Exercise directions — Pick up at the line with "Would you kindly point to the roof". Write it out exactly, along with each later line through the end of the data, and nothing more.

Data provided —
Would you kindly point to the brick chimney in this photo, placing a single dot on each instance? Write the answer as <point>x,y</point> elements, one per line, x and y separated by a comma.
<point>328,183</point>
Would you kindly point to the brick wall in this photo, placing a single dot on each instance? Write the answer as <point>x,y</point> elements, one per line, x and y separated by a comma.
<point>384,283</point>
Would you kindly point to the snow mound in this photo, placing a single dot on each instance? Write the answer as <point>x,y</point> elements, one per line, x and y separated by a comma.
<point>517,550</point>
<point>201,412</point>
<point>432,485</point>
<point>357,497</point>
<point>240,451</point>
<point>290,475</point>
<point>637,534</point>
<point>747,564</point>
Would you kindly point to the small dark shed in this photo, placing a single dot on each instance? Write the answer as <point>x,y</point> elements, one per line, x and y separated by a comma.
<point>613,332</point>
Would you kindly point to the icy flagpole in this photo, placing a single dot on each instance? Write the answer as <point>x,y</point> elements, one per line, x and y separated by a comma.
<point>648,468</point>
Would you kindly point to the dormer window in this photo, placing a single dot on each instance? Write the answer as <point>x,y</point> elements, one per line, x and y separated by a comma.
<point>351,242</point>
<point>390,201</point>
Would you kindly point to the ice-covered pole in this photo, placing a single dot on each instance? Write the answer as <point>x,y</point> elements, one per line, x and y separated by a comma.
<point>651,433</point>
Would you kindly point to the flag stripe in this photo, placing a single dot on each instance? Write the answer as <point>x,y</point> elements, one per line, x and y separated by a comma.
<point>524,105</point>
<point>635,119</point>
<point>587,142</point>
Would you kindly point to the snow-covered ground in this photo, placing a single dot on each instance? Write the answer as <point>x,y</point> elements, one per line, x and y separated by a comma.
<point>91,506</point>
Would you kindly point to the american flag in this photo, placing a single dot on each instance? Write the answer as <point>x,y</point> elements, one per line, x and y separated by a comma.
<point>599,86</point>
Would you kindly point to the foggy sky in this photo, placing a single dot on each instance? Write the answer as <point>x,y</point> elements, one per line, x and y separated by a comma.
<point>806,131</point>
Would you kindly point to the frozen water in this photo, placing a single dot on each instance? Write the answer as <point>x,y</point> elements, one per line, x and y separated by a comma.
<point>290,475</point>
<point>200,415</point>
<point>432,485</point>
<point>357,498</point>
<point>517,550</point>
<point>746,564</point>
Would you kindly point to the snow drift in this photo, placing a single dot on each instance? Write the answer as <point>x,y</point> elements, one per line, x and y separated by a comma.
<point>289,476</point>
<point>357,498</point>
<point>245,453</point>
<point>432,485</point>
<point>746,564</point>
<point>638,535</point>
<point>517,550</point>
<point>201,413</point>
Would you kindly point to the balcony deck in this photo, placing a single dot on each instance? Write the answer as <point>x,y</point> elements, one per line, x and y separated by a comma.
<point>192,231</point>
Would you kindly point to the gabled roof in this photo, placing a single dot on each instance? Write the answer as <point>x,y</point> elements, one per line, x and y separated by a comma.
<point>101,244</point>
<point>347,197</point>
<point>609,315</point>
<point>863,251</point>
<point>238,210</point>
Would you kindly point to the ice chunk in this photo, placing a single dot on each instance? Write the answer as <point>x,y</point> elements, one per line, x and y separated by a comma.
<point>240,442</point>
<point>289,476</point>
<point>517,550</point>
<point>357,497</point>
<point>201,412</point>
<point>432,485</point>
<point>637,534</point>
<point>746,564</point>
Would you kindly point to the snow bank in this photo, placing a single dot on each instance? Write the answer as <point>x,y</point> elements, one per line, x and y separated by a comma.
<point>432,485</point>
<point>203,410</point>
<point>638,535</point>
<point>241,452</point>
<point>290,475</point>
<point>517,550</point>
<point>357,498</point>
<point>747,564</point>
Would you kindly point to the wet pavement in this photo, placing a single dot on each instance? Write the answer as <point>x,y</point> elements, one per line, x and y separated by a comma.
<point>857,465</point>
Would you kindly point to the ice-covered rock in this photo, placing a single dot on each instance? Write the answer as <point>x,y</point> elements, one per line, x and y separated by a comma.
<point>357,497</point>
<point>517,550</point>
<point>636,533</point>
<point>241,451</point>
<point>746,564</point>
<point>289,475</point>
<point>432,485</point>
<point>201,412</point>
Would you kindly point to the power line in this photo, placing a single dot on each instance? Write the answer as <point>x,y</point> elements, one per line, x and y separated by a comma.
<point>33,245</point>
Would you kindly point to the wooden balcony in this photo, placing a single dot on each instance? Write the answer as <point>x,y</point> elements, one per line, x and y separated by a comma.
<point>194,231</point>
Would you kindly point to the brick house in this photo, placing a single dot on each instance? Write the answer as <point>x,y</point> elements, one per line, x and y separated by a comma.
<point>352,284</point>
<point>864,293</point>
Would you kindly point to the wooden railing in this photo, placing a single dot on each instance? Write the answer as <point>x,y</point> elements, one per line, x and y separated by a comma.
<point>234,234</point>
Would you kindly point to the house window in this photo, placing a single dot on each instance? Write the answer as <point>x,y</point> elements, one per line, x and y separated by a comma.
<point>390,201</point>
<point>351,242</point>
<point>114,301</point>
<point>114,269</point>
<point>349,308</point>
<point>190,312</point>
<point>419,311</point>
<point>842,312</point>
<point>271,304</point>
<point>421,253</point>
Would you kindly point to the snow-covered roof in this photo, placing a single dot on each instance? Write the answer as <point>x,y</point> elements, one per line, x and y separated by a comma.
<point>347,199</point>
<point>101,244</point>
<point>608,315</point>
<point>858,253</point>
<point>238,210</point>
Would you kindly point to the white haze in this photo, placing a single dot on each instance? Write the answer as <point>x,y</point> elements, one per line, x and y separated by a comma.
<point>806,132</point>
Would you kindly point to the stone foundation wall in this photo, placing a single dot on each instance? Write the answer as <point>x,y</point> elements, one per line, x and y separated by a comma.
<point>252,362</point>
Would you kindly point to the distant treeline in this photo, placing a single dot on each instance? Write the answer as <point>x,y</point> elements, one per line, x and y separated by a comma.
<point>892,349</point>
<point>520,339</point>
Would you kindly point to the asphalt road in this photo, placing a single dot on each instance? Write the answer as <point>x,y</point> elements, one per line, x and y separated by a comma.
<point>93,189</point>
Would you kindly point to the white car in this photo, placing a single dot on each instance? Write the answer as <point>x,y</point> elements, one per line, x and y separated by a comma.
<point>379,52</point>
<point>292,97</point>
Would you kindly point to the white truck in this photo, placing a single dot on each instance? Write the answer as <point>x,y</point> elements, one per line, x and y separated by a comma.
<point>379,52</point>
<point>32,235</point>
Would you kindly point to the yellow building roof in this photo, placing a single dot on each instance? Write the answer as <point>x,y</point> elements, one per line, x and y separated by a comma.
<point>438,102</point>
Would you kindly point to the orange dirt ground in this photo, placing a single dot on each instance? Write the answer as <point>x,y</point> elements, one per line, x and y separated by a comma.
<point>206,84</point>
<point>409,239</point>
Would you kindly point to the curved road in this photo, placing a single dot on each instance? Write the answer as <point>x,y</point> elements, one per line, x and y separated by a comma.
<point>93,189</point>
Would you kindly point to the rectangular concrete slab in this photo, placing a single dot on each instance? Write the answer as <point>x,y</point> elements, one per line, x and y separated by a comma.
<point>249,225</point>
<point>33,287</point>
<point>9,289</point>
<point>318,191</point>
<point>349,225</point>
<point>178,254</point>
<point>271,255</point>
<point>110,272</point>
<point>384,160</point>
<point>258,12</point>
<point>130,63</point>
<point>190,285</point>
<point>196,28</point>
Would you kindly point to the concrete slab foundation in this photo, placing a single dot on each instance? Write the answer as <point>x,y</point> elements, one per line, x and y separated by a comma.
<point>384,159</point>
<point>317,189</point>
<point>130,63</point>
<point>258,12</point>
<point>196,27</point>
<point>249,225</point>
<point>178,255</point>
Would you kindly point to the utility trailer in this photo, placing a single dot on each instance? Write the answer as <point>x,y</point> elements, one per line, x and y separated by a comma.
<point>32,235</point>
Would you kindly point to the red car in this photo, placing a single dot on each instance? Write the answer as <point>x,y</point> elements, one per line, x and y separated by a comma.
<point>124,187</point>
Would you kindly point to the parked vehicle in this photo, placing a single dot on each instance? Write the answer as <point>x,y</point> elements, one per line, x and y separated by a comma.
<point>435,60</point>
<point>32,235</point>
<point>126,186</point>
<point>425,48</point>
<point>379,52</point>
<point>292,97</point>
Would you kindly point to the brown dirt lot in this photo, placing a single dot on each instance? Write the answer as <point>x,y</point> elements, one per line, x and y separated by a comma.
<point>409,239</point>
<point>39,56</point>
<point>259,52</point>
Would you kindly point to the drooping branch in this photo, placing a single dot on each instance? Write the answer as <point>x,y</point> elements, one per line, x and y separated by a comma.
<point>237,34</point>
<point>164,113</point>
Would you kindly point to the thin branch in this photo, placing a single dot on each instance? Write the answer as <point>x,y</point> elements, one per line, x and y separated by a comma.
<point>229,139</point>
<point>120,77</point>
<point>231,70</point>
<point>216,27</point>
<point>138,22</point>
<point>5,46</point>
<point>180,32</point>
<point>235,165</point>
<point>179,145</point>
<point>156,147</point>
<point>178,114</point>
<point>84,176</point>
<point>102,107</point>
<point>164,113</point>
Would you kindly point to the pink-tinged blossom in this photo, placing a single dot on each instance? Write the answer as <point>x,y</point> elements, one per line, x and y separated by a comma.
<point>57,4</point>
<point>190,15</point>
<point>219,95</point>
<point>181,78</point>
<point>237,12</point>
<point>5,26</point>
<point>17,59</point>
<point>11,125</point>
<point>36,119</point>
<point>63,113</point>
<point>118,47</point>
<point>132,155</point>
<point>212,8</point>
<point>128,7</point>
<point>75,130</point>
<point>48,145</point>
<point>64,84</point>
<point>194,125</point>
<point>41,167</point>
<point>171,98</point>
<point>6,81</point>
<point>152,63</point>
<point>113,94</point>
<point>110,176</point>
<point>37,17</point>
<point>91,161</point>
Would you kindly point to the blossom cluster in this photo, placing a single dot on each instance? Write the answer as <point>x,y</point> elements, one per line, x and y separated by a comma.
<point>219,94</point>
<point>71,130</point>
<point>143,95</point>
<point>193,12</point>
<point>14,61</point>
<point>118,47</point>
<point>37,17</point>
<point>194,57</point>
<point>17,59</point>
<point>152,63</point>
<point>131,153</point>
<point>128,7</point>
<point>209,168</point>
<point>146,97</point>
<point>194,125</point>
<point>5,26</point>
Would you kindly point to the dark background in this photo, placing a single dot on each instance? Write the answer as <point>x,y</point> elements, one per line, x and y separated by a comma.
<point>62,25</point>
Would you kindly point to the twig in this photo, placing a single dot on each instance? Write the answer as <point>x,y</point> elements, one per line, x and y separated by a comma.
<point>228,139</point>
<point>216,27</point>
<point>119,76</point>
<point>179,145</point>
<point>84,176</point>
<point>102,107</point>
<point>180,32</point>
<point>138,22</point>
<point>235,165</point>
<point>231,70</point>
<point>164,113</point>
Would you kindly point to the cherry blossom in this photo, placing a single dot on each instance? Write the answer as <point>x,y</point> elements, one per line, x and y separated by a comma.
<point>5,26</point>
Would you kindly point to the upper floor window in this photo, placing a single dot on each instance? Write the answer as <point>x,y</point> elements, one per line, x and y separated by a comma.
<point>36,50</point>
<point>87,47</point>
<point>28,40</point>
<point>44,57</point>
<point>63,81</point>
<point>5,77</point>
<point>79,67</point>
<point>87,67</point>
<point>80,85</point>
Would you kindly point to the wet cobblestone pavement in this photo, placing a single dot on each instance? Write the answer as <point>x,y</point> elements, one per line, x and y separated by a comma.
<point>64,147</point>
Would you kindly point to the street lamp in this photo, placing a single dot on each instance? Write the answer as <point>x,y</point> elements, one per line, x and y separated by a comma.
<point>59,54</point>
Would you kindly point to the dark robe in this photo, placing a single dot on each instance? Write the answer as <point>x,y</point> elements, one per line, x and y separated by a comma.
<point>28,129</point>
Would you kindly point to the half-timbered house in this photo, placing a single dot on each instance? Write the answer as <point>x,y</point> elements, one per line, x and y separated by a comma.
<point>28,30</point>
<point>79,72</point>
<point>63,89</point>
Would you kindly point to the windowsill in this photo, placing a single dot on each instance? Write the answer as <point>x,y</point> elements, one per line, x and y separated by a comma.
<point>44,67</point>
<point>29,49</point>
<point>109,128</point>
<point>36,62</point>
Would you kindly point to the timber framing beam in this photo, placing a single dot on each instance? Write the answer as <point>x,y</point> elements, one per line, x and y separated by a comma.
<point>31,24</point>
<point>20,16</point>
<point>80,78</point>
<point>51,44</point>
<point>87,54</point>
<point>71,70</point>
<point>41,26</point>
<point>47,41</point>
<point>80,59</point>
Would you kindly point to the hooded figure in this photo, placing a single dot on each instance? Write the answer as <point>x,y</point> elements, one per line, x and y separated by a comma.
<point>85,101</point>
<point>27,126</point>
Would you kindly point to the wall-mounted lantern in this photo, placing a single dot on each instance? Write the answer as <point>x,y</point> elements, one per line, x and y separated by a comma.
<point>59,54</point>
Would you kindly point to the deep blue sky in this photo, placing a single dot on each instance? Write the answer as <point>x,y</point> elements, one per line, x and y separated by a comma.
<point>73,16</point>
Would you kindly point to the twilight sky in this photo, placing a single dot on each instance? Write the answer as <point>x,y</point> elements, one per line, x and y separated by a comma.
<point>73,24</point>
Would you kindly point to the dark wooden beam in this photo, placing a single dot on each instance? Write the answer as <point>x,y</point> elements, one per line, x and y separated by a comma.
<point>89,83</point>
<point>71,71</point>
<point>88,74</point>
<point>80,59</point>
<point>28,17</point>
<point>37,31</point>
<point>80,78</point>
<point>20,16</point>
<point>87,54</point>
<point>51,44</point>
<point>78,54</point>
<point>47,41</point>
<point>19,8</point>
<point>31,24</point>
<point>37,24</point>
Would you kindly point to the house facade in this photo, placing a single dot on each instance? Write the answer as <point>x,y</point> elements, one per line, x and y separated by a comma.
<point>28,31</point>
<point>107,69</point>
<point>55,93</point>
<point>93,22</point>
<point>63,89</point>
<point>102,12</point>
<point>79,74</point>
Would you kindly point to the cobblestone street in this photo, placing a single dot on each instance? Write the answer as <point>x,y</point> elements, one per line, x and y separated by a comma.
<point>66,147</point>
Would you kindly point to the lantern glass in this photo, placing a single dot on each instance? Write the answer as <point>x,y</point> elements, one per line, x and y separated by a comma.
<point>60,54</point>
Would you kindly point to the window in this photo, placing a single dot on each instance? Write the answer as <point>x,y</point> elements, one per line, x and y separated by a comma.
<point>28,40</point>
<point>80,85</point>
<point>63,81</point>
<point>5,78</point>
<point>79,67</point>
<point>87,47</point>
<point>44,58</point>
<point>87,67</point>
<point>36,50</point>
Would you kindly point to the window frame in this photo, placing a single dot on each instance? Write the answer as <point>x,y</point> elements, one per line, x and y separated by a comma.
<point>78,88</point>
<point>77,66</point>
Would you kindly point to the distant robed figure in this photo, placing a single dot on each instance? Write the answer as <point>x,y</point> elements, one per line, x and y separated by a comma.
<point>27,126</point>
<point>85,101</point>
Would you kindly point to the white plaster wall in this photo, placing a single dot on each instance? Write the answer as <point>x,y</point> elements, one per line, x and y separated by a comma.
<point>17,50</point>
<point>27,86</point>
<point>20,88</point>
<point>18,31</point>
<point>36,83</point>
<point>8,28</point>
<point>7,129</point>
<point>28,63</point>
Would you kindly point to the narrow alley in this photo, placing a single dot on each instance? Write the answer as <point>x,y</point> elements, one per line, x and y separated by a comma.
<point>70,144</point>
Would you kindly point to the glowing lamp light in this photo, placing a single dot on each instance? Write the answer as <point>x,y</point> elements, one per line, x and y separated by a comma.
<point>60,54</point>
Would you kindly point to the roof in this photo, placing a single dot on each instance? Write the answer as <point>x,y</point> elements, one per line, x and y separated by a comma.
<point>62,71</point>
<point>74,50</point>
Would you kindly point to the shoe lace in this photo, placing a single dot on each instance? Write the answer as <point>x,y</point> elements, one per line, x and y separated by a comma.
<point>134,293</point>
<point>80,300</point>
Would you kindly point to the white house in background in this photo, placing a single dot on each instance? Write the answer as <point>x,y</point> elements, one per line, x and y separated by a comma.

Completed exercise —
Would you kindly point to the roof in this photo, placing a single dot on each instance? Write the answer as <point>x,y</point> elements, one per line, x and y separated by a comma.
<point>62,71</point>
<point>74,50</point>
Would you kindly point to the shoe lace in this photo, placing a single dot on each instance? Write the answer as <point>x,y</point> elements, one per line, x and y separated by a comma.
<point>134,293</point>
<point>80,300</point>
Would you kindly point to the white house in background in this photo, placing a single dot on each instance? Write the answer as <point>x,y</point> elements, one per line, x and y separated by a comma.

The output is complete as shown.